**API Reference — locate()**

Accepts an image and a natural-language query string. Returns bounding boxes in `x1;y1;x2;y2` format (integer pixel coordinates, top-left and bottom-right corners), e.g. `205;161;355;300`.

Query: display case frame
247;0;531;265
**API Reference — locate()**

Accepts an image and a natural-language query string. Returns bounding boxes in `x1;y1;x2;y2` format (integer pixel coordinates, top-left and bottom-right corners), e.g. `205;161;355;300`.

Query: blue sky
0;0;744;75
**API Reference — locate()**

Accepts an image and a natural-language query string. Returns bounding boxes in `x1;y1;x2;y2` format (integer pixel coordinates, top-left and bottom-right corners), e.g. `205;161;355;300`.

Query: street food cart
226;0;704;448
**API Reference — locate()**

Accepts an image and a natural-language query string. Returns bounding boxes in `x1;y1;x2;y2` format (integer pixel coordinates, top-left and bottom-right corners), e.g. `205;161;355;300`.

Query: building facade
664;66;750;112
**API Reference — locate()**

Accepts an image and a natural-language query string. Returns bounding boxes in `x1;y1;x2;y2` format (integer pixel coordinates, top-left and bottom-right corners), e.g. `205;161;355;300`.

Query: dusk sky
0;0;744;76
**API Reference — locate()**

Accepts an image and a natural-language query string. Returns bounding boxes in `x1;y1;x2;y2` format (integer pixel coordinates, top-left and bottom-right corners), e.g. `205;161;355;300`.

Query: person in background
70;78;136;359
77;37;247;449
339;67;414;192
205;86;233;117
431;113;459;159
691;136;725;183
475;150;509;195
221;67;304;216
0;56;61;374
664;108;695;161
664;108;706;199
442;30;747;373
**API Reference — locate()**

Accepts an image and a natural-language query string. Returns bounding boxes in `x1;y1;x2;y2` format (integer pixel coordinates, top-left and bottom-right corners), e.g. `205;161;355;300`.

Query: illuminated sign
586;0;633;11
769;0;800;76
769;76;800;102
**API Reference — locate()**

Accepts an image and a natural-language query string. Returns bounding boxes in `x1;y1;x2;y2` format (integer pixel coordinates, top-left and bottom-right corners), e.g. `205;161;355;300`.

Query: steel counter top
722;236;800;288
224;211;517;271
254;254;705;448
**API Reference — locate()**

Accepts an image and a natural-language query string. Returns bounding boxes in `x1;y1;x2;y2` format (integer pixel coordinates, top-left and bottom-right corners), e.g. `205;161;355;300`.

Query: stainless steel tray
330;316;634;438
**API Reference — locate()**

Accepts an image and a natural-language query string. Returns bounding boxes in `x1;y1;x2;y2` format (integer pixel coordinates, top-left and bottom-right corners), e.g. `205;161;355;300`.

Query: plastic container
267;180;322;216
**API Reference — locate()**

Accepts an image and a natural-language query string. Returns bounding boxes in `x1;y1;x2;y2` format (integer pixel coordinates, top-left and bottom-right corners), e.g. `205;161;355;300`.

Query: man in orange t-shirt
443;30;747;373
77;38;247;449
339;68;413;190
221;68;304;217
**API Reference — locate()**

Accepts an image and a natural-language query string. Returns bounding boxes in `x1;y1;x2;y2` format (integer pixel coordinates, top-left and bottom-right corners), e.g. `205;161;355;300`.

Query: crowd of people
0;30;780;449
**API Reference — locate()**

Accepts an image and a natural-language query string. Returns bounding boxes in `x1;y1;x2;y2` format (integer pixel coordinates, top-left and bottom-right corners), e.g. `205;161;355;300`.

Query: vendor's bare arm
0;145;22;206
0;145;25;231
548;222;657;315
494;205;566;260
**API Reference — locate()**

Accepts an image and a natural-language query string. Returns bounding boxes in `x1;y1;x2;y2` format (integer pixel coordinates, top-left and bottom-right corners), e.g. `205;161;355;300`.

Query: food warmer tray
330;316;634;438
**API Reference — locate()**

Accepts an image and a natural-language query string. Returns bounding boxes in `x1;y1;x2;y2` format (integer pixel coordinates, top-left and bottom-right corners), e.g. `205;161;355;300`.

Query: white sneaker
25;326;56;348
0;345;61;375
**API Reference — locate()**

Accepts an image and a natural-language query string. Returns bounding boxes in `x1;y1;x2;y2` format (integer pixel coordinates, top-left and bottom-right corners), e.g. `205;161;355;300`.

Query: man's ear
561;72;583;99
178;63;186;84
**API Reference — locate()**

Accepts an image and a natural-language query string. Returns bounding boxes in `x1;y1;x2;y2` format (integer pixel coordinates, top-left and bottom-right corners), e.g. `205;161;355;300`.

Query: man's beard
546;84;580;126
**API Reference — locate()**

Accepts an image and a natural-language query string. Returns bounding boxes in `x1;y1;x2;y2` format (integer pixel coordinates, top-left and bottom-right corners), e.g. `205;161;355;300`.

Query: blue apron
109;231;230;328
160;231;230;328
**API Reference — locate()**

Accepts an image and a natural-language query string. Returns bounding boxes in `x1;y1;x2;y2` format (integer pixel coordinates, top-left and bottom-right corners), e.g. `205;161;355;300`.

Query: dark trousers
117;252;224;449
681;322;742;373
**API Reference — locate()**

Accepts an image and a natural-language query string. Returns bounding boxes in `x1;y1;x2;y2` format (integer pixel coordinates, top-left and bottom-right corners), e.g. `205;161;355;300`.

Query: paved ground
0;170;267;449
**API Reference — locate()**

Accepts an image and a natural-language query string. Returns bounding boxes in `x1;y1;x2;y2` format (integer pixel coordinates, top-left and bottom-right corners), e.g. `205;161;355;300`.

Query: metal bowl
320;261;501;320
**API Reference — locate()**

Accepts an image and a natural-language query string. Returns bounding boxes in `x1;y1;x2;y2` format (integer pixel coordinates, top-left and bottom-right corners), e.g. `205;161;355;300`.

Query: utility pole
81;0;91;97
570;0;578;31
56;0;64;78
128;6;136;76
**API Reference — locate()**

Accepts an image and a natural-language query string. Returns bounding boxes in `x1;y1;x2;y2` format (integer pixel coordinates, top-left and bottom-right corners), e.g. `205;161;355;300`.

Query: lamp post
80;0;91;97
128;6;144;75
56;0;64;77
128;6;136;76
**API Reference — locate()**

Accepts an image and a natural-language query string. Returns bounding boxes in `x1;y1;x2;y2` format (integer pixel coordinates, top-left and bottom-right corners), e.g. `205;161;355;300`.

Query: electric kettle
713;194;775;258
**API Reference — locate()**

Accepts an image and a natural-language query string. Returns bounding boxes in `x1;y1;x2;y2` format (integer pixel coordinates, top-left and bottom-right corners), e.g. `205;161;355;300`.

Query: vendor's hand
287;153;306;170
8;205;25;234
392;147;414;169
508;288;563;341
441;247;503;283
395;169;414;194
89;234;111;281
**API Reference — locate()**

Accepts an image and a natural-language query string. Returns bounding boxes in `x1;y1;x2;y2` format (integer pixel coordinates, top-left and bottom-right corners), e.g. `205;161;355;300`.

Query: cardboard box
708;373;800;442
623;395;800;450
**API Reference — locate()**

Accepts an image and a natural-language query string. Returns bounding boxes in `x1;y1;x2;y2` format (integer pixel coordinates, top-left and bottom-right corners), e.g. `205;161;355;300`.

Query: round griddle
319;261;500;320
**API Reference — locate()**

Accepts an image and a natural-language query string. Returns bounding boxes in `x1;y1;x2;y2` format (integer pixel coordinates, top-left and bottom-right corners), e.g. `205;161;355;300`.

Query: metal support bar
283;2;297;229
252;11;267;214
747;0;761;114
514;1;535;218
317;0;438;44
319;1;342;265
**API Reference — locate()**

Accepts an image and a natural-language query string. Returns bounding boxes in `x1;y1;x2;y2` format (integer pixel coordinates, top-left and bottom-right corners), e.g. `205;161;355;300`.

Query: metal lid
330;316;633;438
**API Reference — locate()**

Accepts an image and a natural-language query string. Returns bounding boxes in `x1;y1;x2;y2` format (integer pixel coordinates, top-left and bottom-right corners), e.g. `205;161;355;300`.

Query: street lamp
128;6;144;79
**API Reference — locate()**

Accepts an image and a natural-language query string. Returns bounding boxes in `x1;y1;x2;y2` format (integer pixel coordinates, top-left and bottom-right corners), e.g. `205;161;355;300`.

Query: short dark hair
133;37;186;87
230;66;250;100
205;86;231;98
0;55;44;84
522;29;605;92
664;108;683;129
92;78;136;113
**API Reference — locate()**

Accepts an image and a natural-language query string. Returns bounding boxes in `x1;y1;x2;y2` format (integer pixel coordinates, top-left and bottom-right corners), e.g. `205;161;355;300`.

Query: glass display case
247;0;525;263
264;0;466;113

## The task
Rewrite the items from the start through the line containing "247;0;531;265", replacing "display case frame" with "wooden case frame" and keeping everything else the same.

## The response
**API Reference — locate()**

Accepts an image and a natural-language query string. Returns bounding boxes in `x1;y1;x2;y2` format (integer pixel coordinates, top-left and bottom-right corners), e.g. `205;161;355;300`.

Query: wooden case frame
247;0;531;265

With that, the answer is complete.